[Referring expression pointing data]
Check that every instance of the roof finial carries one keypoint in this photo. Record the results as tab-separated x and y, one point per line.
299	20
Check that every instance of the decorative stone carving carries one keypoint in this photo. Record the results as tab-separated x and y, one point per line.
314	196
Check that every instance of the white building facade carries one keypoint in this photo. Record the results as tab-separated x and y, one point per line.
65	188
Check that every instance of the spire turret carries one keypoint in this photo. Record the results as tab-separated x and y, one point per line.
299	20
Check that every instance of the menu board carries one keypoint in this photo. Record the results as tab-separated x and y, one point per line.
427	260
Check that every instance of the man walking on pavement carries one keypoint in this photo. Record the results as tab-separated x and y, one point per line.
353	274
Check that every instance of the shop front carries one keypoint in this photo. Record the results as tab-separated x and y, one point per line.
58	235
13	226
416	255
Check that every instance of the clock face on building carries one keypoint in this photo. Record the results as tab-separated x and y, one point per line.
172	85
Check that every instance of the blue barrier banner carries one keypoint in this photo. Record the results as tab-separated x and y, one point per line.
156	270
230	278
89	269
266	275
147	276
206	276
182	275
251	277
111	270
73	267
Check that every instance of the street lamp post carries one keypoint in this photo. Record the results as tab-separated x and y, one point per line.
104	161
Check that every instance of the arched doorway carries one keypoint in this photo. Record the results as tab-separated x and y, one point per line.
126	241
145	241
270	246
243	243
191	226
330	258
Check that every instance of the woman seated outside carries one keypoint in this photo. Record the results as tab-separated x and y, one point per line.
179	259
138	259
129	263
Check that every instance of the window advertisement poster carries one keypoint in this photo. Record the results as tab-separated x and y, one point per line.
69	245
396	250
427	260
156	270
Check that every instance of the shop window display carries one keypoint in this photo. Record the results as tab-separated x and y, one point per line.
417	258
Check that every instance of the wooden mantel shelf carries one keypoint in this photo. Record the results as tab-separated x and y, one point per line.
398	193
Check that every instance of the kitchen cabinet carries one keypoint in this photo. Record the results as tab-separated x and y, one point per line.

:: REQUIRED ACTION ::
All records are to be retyped exactly. None may be omitted.

:: RESULT OF THIS EXERCISE ::
Check that every instance of the roof finial carries one keypoint in this photo. Record the results as tab-separated x and y, one point per line.
299	20
Check that every instance of the decorative stone carving carries one keypoint in this photo. Record the results as tab-separated x and y, one point per line.
314	196
Check that every instance of the white building facade carries one keypoint in this photo. Record the results as tab-separated x and y, one point per line.
65	188
Check that every instance of the spire turret carries one keypoint in this photo. Record the results as tab-separated x and y, one point per line.
299	20
Check that every instance of the menu board carries one keypoint in this photo. Record the results as tab-separated x and y, one point per line.
427	260
Check that every instance of the man walking on pavement carries one keypoint in this photo. Record the results as tab-separated x and y, one point per line.
353	274
Check that every instance of the shop front carries one keypoint in this photo. Record the results as tab-separated x and y, one point per line.
58	235
13	226
416	255
Check that every instance of the clock face on building carries one keypoint in this photo. Record the results as tab-separated x and y, one point per line.
172	85
Check that every instance of the blue barrier banner carries one keypoint in this photo. Record the results as tab-separated x and y, one point per line.
156	270
230	278
89	269
266	275
147	276
206	276
182	275
251	277
111	270
73	267
Check that every instance of the street lamp post carries one keypoint in this photo. Record the results as tab-separated x and y, one point per line.
104	161
Check that every instance of the arched doorway carries one keypoint in this photo. Record the results as tab-separated x and y, one point per line.
126	241
145	241
270	246
243	243
191	226
330	258
Check that every instance of the woman seated outside carries one keypoint in this photo. Record the results as tab-separated x and y, one point per line.
179	259
138	259
129	263
Check that every instance of the window advertisement poster carries one keypoint in this photo. Record the results as tab-separated x and y, one point per line.
69	245
396	250
427	260
156	270
Check that every instance of the shop window display carries one keypoint in this photo. Record the results as tab-separated x and y, one point per line.
417	258
Check that every instance of the wooden mantel shelf carries one keypoint in this photo. Record the results as tab-separated x and y, one point per line.
398	193
Check that every instance of the kitchen cabinet carries one keypoint in this photo. Record the results as tab-separated x and y, one point per line.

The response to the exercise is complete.